(Material provided):
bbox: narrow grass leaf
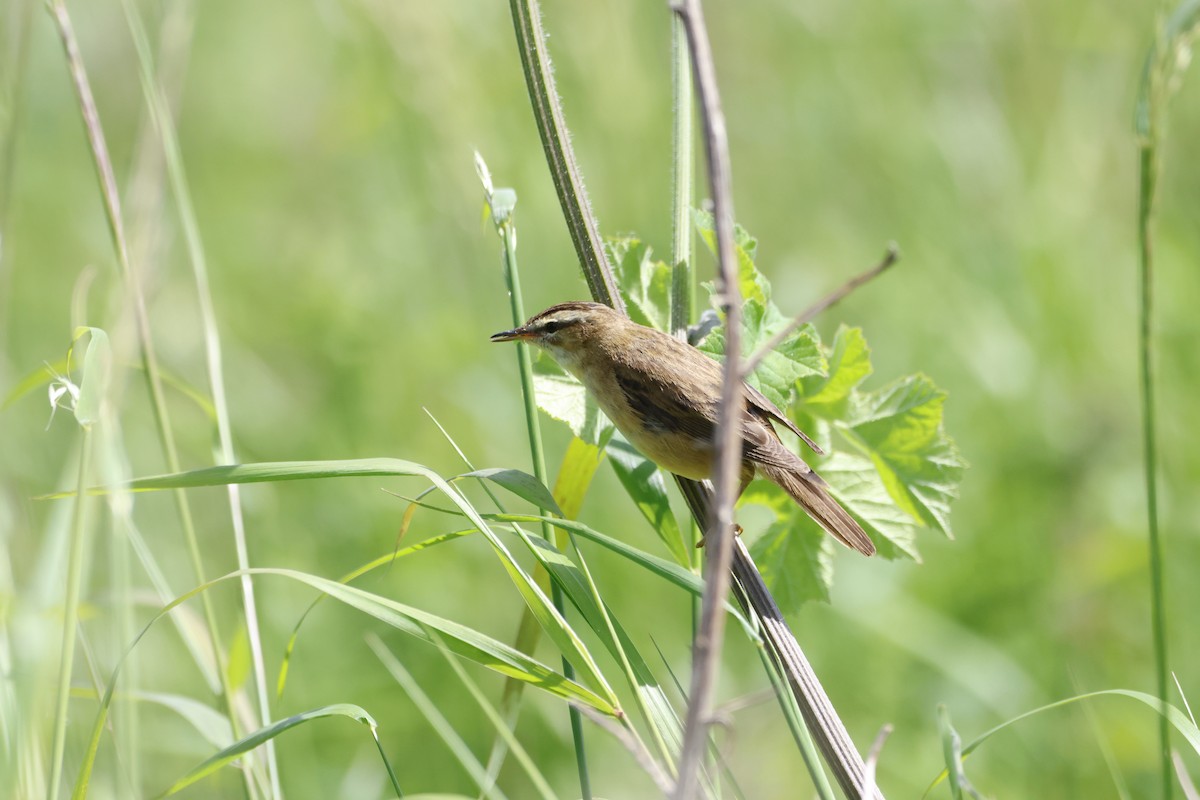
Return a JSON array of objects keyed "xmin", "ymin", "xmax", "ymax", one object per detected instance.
[
  {"xmin": 438, "ymin": 633, "xmax": 556, "ymax": 800},
  {"xmin": 71, "ymin": 567, "xmax": 617, "ymax": 800},
  {"xmin": 367, "ymin": 636, "xmax": 505, "ymax": 800},
  {"xmin": 922, "ymin": 688, "xmax": 1200, "ymax": 796},
  {"xmin": 460, "ymin": 469, "xmax": 563, "ymax": 516},
  {"xmin": 275, "ymin": 534, "xmax": 472, "ymax": 697},
  {"xmin": 158, "ymin": 703, "xmax": 378, "ymax": 798},
  {"xmin": 49, "ymin": 458, "xmax": 617, "ymax": 708},
  {"xmin": 74, "ymin": 327, "xmax": 113, "ymax": 428}
]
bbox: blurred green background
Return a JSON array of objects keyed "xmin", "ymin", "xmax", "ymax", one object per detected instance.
[{"xmin": 0, "ymin": 0, "xmax": 1200, "ymax": 798}]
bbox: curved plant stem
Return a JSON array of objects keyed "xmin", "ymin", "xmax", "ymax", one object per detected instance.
[
  {"xmin": 673, "ymin": 0, "xmax": 744, "ymax": 800},
  {"xmin": 501, "ymin": 0, "xmax": 883, "ymax": 798},
  {"xmin": 509, "ymin": 0, "xmax": 625, "ymax": 313},
  {"xmin": 488, "ymin": 185, "xmax": 592, "ymax": 800}
]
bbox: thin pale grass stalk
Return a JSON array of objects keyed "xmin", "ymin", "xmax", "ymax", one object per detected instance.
[
  {"xmin": 860, "ymin": 722, "xmax": 894, "ymax": 800},
  {"xmin": 366, "ymin": 633, "xmax": 506, "ymax": 800},
  {"xmin": 0, "ymin": 0, "xmax": 35, "ymax": 353},
  {"xmin": 671, "ymin": 14, "xmax": 696, "ymax": 342},
  {"xmin": 422, "ymin": 414, "xmax": 673, "ymax": 774},
  {"xmin": 1134, "ymin": 0, "xmax": 1200, "ymax": 800},
  {"xmin": 1138, "ymin": 122, "xmax": 1174, "ymax": 800},
  {"xmin": 475, "ymin": 159, "xmax": 592, "ymax": 800},
  {"xmin": 671, "ymin": 6, "xmax": 703, "ymax": 636},
  {"xmin": 568, "ymin": 531, "xmax": 674, "ymax": 770},
  {"xmin": 673, "ymin": 0, "xmax": 744, "ymax": 800},
  {"xmin": 121, "ymin": 0, "xmax": 283, "ymax": 798},
  {"xmin": 47, "ymin": 427, "xmax": 95, "ymax": 798},
  {"xmin": 1171, "ymin": 670, "xmax": 1196, "ymax": 724},
  {"xmin": 49, "ymin": 0, "xmax": 246, "ymax": 796}
]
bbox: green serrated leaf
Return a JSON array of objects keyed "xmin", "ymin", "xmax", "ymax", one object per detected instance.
[
  {"xmin": 817, "ymin": 452, "xmax": 920, "ymax": 561},
  {"xmin": 691, "ymin": 209, "xmax": 770, "ymax": 303},
  {"xmin": 800, "ymin": 325, "xmax": 872, "ymax": 420},
  {"xmin": 844, "ymin": 374, "xmax": 966, "ymax": 536},
  {"xmin": 700, "ymin": 300, "xmax": 828, "ymax": 409},
  {"xmin": 533, "ymin": 356, "xmax": 613, "ymax": 445},
  {"xmin": 750, "ymin": 513, "xmax": 836, "ymax": 612},
  {"xmin": 605, "ymin": 236, "xmax": 672, "ymax": 331}
]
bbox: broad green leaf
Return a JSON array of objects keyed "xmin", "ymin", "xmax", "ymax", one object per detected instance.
[
  {"xmin": 750, "ymin": 512, "xmax": 836, "ymax": 604},
  {"xmin": 605, "ymin": 236, "xmax": 671, "ymax": 331},
  {"xmin": 533, "ymin": 355, "xmax": 613, "ymax": 445},
  {"xmin": 700, "ymin": 300, "xmax": 828, "ymax": 409},
  {"xmin": 842, "ymin": 375, "xmax": 966, "ymax": 536},
  {"xmin": 554, "ymin": 437, "xmax": 605, "ymax": 519},
  {"xmin": 800, "ymin": 325, "xmax": 871, "ymax": 412},
  {"xmin": 158, "ymin": 703, "xmax": 378, "ymax": 798},
  {"xmin": 461, "ymin": 469, "xmax": 563, "ymax": 516},
  {"xmin": 607, "ymin": 437, "xmax": 689, "ymax": 565},
  {"xmin": 817, "ymin": 452, "xmax": 920, "ymax": 561},
  {"xmin": 692, "ymin": 209, "xmax": 770, "ymax": 305}
]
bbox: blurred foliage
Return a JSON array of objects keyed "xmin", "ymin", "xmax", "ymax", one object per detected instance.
[{"xmin": 0, "ymin": 0, "xmax": 1200, "ymax": 798}]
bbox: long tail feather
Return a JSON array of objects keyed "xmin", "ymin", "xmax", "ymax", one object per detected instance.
[{"xmin": 757, "ymin": 463, "xmax": 875, "ymax": 555}]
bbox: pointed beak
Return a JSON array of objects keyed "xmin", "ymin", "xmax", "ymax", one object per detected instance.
[{"xmin": 492, "ymin": 327, "xmax": 533, "ymax": 342}]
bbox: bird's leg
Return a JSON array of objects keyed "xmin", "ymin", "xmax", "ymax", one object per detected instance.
[{"xmin": 696, "ymin": 461, "xmax": 755, "ymax": 548}]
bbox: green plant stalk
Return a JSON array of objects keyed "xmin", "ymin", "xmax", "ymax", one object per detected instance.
[
  {"xmin": 1138, "ymin": 122, "xmax": 1175, "ymax": 800},
  {"xmin": 671, "ymin": 14, "xmax": 703, "ymax": 633},
  {"xmin": 497, "ymin": 216, "xmax": 592, "ymax": 800},
  {"xmin": 509, "ymin": 0, "xmax": 625, "ymax": 321},
  {"xmin": 49, "ymin": 0, "xmax": 254, "ymax": 782},
  {"xmin": 121, "ymin": 0, "xmax": 283, "ymax": 798},
  {"xmin": 47, "ymin": 427, "xmax": 92, "ymax": 800}
]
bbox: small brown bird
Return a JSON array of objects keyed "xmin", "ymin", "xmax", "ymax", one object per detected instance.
[{"xmin": 492, "ymin": 302, "xmax": 875, "ymax": 555}]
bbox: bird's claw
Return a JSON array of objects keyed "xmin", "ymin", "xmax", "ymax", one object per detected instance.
[{"xmin": 696, "ymin": 523, "xmax": 743, "ymax": 549}]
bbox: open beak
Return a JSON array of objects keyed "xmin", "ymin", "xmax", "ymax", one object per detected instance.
[{"xmin": 492, "ymin": 327, "xmax": 533, "ymax": 342}]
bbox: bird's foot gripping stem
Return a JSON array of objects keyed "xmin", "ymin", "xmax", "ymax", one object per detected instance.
[{"xmin": 696, "ymin": 523, "xmax": 743, "ymax": 548}]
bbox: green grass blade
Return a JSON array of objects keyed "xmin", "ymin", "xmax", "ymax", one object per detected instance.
[
  {"xmin": 275, "ymin": 528, "xmax": 479, "ymax": 697},
  {"xmin": 922, "ymin": 688, "xmax": 1200, "ymax": 796},
  {"xmin": 72, "ymin": 567, "xmax": 618, "ymax": 800},
  {"xmin": 367, "ymin": 636, "xmax": 506, "ymax": 800},
  {"xmin": 158, "ymin": 703, "xmax": 386, "ymax": 798},
  {"xmin": 429, "ymin": 633, "xmax": 556, "ymax": 800}
]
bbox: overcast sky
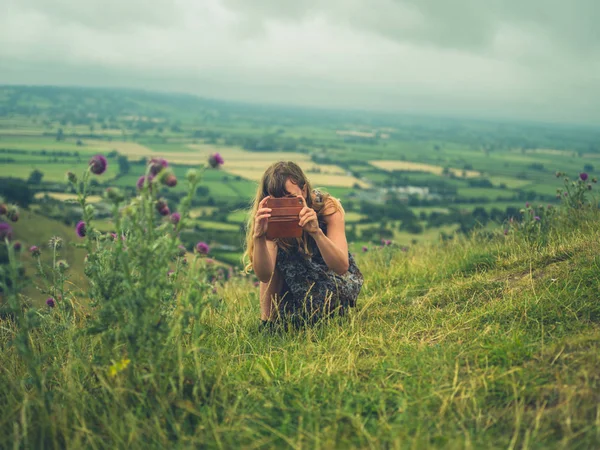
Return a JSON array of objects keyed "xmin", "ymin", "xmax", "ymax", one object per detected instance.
[{"xmin": 0, "ymin": 0, "xmax": 600, "ymax": 123}]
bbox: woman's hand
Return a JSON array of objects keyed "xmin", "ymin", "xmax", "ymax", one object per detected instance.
[
  {"xmin": 298, "ymin": 195, "xmax": 320, "ymax": 234},
  {"xmin": 254, "ymin": 195, "xmax": 271, "ymax": 239}
]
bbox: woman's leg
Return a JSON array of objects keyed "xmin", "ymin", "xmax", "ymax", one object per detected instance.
[{"xmin": 260, "ymin": 269, "xmax": 283, "ymax": 320}]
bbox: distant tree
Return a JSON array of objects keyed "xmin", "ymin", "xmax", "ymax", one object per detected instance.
[{"xmin": 27, "ymin": 169, "xmax": 44, "ymax": 184}]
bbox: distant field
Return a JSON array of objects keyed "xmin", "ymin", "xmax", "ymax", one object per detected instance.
[
  {"xmin": 0, "ymin": 160, "xmax": 118, "ymax": 183},
  {"xmin": 35, "ymin": 192, "xmax": 102, "ymax": 203},
  {"xmin": 369, "ymin": 160, "xmax": 481, "ymax": 178}
]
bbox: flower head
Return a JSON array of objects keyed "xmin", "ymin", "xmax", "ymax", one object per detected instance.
[
  {"xmin": 208, "ymin": 153, "xmax": 225, "ymax": 169},
  {"xmin": 136, "ymin": 175, "xmax": 154, "ymax": 189},
  {"xmin": 75, "ymin": 220, "xmax": 87, "ymax": 237},
  {"xmin": 148, "ymin": 158, "xmax": 169, "ymax": 175},
  {"xmin": 196, "ymin": 242, "xmax": 210, "ymax": 255},
  {"xmin": 90, "ymin": 155, "xmax": 108, "ymax": 175},
  {"xmin": 67, "ymin": 170, "xmax": 77, "ymax": 184},
  {"xmin": 164, "ymin": 173, "xmax": 177, "ymax": 187},
  {"xmin": 0, "ymin": 222, "xmax": 12, "ymax": 241}
]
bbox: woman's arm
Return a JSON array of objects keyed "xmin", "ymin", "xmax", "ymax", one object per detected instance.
[
  {"xmin": 300, "ymin": 200, "xmax": 350, "ymax": 275},
  {"xmin": 311, "ymin": 211, "xmax": 350, "ymax": 275},
  {"xmin": 252, "ymin": 236, "xmax": 277, "ymax": 283}
]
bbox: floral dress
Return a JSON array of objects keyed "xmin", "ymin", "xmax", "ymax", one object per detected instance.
[{"xmin": 275, "ymin": 216, "xmax": 363, "ymax": 322}]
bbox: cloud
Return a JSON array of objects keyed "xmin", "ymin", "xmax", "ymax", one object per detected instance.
[{"xmin": 0, "ymin": 0, "xmax": 600, "ymax": 122}]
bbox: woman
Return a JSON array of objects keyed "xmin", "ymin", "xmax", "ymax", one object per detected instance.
[{"xmin": 245, "ymin": 162, "xmax": 363, "ymax": 323}]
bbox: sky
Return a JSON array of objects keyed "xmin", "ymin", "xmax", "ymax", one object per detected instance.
[{"xmin": 0, "ymin": 0, "xmax": 600, "ymax": 124}]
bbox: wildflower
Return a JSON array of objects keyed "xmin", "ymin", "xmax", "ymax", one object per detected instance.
[
  {"xmin": 185, "ymin": 169, "xmax": 198, "ymax": 183},
  {"xmin": 156, "ymin": 199, "xmax": 170, "ymax": 216},
  {"xmin": 75, "ymin": 220, "xmax": 87, "ymax": 237},
  {"xmin": 149, "ymin": 158, "xmax": 169, "ymax": 176},
  {"xmin": 90, "ymin": 155, "xmax": 108, "ymax": 175},
  {"xmin": 136, "ymin": 175, "xmax": 154, "ymax": 189},
  {"xmin": 208, "ymin": 153, "xmax": 225, "ymax": 169},
  {"xmin": 196, "ymin": 242, "xmax": 210, "ymax": 255},
  {"xmin": 0, "ymin": 222, "xmax": 12, "ymax": 241},
  {"xmin": 104, "ymin": 187, "xmax": 125, "ymax": 204},
  {"xmin": 6, "ymin": 208, "xmax": 19, "ymax": 222},
  {"xmin": 67, "ymin": 170, "xmax": 77, "ymax": 184},
  {"xmin": 164, "ymin": 173, "xmax": 177, "ymax": 187}
]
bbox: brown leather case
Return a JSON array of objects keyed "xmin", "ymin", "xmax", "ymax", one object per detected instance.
[{"xmin": 266, "ymin": 197, "xmax": 304, "ymax": 239}]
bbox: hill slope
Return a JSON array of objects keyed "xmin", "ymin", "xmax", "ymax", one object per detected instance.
[{"xmin": 0, "ymin": 210, "xmax": 600, "ymax": 448}]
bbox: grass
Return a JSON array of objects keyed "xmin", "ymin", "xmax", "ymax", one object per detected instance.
[{"xmin": 0, "ymin": 210, "xmax": 600, "ymax": 449}]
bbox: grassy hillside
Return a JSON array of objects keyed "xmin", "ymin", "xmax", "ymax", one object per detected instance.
[{"xmin": 0, "ymin": 207, "xmax": 600, "ymax": 449}]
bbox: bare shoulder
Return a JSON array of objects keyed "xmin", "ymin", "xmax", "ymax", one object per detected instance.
[{"xmin": 322, "ymin": 197, "xmax": 346, "ymax": 223}]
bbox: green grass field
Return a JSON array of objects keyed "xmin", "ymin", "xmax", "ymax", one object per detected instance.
[{"xmin": 0, "ymin": 210, "xmax": 600, "ymax": 449}]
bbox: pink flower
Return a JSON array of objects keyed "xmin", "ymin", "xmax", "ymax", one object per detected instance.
[
  {"xmin": 196, "ymin": 242, "xmax": 210, "ymax": 255},
  {"xmin": 75, "ymin": 220, "xmax": 87, "ymax": 237}
]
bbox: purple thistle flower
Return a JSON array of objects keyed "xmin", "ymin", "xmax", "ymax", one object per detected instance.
[
  {"xmin": 196, "ymin": 242, "xmax": 210, "ymax": 255},
  {"xmin": 208, "ymin": 153, "xmax": 225, "ymax": 169},
  {"xmin": 136, "ymin": 175, "xmax": 154, "ymax": 189},
  {"xmin": 165, "ymin": 173, "xmax": 177, "ymax": 187},
  {"xmin": 0, "ymin": 222, "xmax": 12, "ymax": 241},
  {"xmin": 149, "ymin": 158, "xmax": 169, "ymax": 175},
  {"xmin": 90, "ymin": 155, "xmax": 108, "ymax": 175},
  {"xmin": 75, "ymin": 220, "xmax": 87, "ymax": 237}
]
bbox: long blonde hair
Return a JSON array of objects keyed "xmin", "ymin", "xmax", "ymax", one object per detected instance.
[{"xmin": 243, "ymin": 161, "xmax": 342, "ymax": 273}]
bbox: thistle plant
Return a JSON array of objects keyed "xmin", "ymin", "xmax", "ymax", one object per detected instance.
[{"xmin": 69, "ymin": 157, "xmax": 216, "ymax": 367}]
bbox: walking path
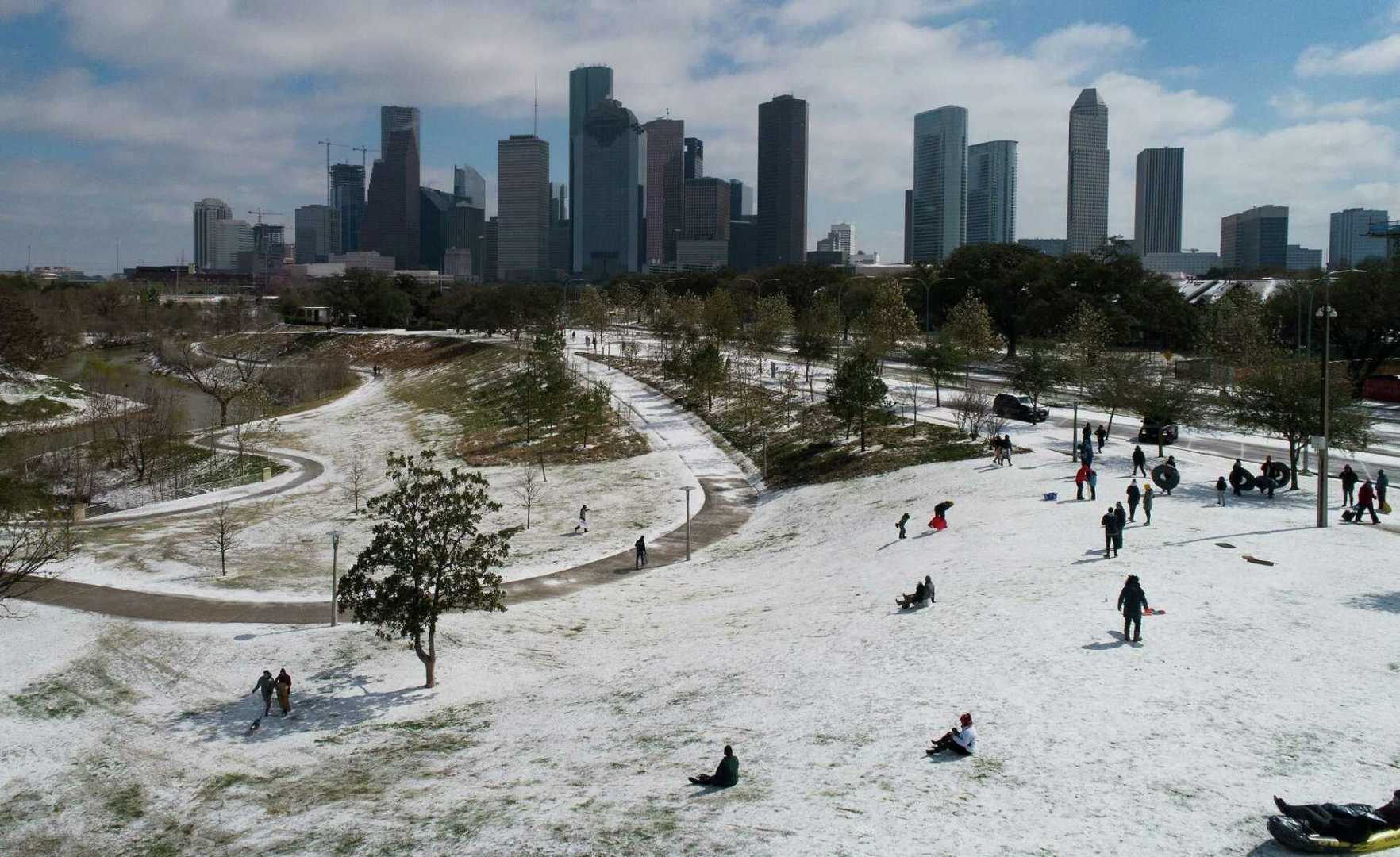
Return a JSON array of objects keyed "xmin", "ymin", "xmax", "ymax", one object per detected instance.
[{"xmin": 14, "ymin": 351, "xmax": 755, "ymax": 624}]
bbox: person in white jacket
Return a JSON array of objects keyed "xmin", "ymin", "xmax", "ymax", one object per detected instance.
[{"xmin": 924, "ymin": 714, "xmax": 977, "ymax": 756}]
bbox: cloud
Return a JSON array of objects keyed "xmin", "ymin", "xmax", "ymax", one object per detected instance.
[
  {"xmin": 1268, "ymin": 90, "xmax": 1400, "ymax": 119},
  {"xmin": 1294, "ymin": 33, "xmax": 1400, "ymax": 77}
]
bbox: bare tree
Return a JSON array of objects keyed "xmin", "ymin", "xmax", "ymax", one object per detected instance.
[
  {"xmin": 511, "ymin": 463, "xmax": 544, "ymax": 529},
  {"xmin": 200, "ymin": 503, "xmax": 244, "ymax": 577},
  {"xmin": 0, "ymin": 509, "xmax": 77, "ymax": 619}
]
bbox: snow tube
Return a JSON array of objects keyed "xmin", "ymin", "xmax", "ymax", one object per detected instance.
[
  {"xmin": 1268, "ymin": 815, "xmax": 1400, "ymax": 854},
  {"xmin": 1152, "ymin": 463, "xmax": 1182, "ymax": 491}
]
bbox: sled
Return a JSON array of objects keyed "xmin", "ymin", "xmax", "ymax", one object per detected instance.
[{"xmin": 1268, "ymin": 815, "xmax": 1400, "ymax": 854}]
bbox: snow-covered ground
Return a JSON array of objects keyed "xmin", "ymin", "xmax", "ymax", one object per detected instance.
[{"xmin": 0, "ymin": 406, "xmax": 1400, "ymax": 855}]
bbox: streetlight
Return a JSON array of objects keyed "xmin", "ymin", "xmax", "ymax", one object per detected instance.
[
  {"xmin": 680, "ymin": 485, "xmax": 696, "ymax": 563},
  {"xmin": 330, "ymin": 529, "xmax": 340, "ymax": 628}
]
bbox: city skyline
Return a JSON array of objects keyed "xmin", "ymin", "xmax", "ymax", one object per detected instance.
[{"xmin": 0, "ymin": 2, "xmax": 1400, "ymax": 271}]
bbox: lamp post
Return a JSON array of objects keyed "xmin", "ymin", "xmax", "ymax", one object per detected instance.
[
  {"xmin": 330, "ymin": 529, "xmax": 340, "ymax": 628},
  {"xmin": 680, "ymin": 485, "xmax": 696, "ymax": 563}
]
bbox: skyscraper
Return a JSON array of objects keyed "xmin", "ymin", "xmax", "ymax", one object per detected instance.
[
  {"xmin": 379, "ymin": 105, "xmax": 423, "ymax": 158},
  {"xmin": 571, "ymin": 98, "xmax": 647, "ymax": 279},
  {"xmin": 1327, "ymin": 209, "xmax": 1390, "ymax": 271},
  {"xmin": 910, "ymin": 105, "xmax": 967, "ymax": 262},
  {"xmin": 729, "ymin": 179, "xmax": 753, "ymax": 218},
  {"xmin": 330, "ymin": 163, "xmax": 364, "ymax": 253},
  {"xmin": 967, "ymin": 140, "xmax": 1017, "ymax": 244},
  {"xmin": 452, "ymin": 163, "xmax": 486, "ymax": 209},
  {"xmin": 295, "ymin": 205, "xmax": 340, "ymax": 265},
  {"xmin": 757, "ymin": 95, "xmax": 806, "ymax": 266},
  {"xmin": 1221, "ymin": 206, "xmax": 1288, "ymax": 271},
  {"xmin": 495, "ymin": 134, "xmax": 548, "ymax": 280},
  {"xmin": 1064, "ymin": 90, "xmax": 1109, "ymax": 253},
  {"xmin": 194, "ymin": 196, "xmax": 234, "ymax": 271},
  {"xmin": 560, "ymin": 66, "xmax": 612, "ymax": 224},
  {"xmin": 360, "ymin": 123, "xmax": 420, "ymax": 269},
  {"xmin": 685, "ymin": 137, "xmax": 704, "ymax": 182},
  {"xmin": 1133, "ymin": 146, "xmax": 1186, "ymax": 256},
  {"xmin": 643, "ymin": 119, "xmax": 690, "ymax": 262}
]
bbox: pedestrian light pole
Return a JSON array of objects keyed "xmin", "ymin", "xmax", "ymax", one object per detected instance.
[
  {"xmin": 330, "ymin": 529, "xmax": 340, "ymax": 628},
  {"xmin": 680, "ymin": 485, "xmax": 696, "ymax": 563}
]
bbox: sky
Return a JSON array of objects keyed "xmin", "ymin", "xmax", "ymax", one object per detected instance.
[{"xmin": 0, "ymin": 0, "xmax": 1400, "ymax": 273}]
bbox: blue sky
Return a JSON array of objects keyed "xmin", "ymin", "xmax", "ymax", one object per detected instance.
[{"xmin": 0, "ymin": 0, "xmax": 1400, "ymax": 271}]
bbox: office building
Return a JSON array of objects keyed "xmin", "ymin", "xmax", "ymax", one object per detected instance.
[
  {"xmin": 295, "ymin": 205, "xmax": 340, "ymax": 265},
  {"xmin": 1064, "ymin": 90, "xmax": 1109, "ymax": 253},
  {"xmin": 1017, "ymin": 238, "xmax": 1070, "ymax": 259},
  {"xmin": 643, "ymin": 119, "xmax": 690, "ymax": 263},
  {"xmin": 1221, "ymin": 206, "xmax": 1288, "ymax": 271},
  {"xmin": 1133, "ymin": 147, "xmax": 1186, "ymax": 256},
  {"xmin": 910, "ymin": 105, "xmax": 967, "ymax": 262},
  {"xmin": 194, "ymin": 198, "xmax": 234, "ymax": 271},
  {"xmin": 757, "ymin": 95, "xmax": 806, "ymax": 267},
  {"xmin": 571, "ymin": 98, "xmax": 647, "ymax": 280},
  {"xmin": 683, "ymin": 137, "xmax": 704, "ymax": 182},
  {"xmin": 495, "ymin": 134, "xmax": 548, "ymax": 280},
  {"xmin": 360, "ymin": 122, "xmax": 420, "ymax": 271},
  {"xmin": 559, "ymin": 66, "xmax": 612, "ymax": 224},
  {"xmin": 379, "ymin": 105, "xmax": 423, "ymax": 158},
  {"xmin": 1284, "ymin": 244, "xmax": 1321, "ymax": 271},
  {"xmin": 330, "ymin": 163, "xmax": 364, "ymax": 253},
  {"xmin": 1327, "ymin": 209, "xmax": 1390, "ymax": 271},
  {"xmin": 729, "ymin": 179, "xmax": 753, "ymax": 217},
  {"xmin": 967, "ymin": 140, "xmax": 1017, "ymax": 244}
]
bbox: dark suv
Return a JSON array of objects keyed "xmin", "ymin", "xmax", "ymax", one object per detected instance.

(The problem): Write out the records again, starting with the line containing "bbox: office building" and continuing through the end of the records, keeping every line, including the requests. Shift each bounding-box coordinate in the answers by adding -101 to it.

(Output for this exercise):
bbox: office building
Return a JSON array of objects keyed "xmin", "ymin", "xmax", "ymax", one object per detected instance.
[
  {"xmin": 194, "ymin": 104, "xmax": 239, "ymax": 164},
  {"xmin": 963, "ymin": -11, "xmax": 1008, "ymax": 152},
  {"xmin": 916, "ymin": 137, "xmax": 969, "ymax": 158},
  {"xmin": 542, "ymin": 18, "xmax": 589, "ymax": 162},
  {"xmin": 1120, "ymin": 105, "xmax": 1187, "ymax": 170},
  {"xmin": 1032, "ymin": 46, "xmax": 1085, "ymax": 155},
  {"xmin": 809, "ymin": 4, "xmax": 866, "ymax": 161},
  {"xmin": 93, "ymin": 97, "xmax": 133, "ymax": 170},
  {"xmin": 656, "ymin": -6, "xmax": 705, "ymax": 166},
  {"xmin": 470, "ymin": -3, "xmax": 546, "ymax": 179},
  {"xmin": 582, "ymin": 36, "xmax": 603, "ymax": 81},
  {"xmin": 394, "ymin": 33, "xmax": 447, "ymax": 179},
  {"xmin": 259, "ymin": 21, "xmax": 319, "ymax": 170},
  {"xmin": 458, "ymin": -35, "xmax": 511, "ymax": 123},
  {"xmin": 278, "ymin": 4, "xmax": 322, "ymax": 57},
  {"xmin": 1183, "ymin": 143, "xmax": 1220, "ymax": 170},
  {"xmin": 229, "ymin": 62, "xmax": 263, "ymax": 152},
  {"xmin": 1226, "ymin": 108, "xmax": 1289, "ymax": 170},
  {"xmin": 628, "ymin": 78, "xmax": 652, "ymax": 116},
  {"xmin": 866, "ymin": 39, "xmax": 916, "ymax": 143}
]
bbox: dark suv
Return a JSON array of objects keyed "xmin", "ymin", "xmax", "ymax", one object per detected instance.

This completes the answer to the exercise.